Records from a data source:
○ ○ ○

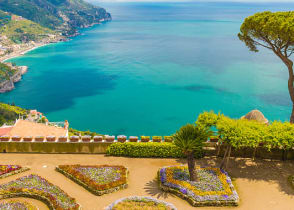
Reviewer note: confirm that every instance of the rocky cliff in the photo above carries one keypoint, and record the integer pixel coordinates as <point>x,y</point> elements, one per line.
<point>65,16</point>
<point>8,84</point>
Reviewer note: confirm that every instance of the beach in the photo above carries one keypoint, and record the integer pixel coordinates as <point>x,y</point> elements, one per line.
<point>22,51</point>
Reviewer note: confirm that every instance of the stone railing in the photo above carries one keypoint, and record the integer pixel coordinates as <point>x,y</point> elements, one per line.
<point>86,139</point>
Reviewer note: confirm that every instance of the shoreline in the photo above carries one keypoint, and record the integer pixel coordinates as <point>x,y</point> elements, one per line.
<point>24,51</point>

○ ○ ○

* TASK DETAILS: Output every line of the entries above as a Markdown table with two columns, Row for the row number and Text for the line, leaving out blank lines. Omit the pictures.

* EXERCISE SOLUTION:
| Row | Text |
|---|---|
| 1 | Reviewer note: confirm that every instance of the rocky cliff in the photo above carries one keypoint, and record the integer pixel coordinates as <point>x,y</point> elements, one per line. |
| 2 | <point>65,16</point> |
| 3 | <point>8,84</point> |
| 4 | Reviewer note: confirm that every instance of the beach in the photo above carries one keypoint, and record the integer pixel coordinates as <point>x,y</point> elements, one per line. |
| 5 | <point>22,51</point> |
| 6 | Reviewer note: confirm that every instance of the stone railing in the photo above carries one keypoint, and record the integer pixel coordinates as <point>x,y</point> elements, one per line. |
| 7 | <point>86,139</point> |
| 8 | Reviewer note: confirm that every instance of the shoreline in the photo above carries one keypoint, and record the integer pixel coordinates as <point>x,y</point> elements, one per line. |
| 9 | <point>24,51</point> |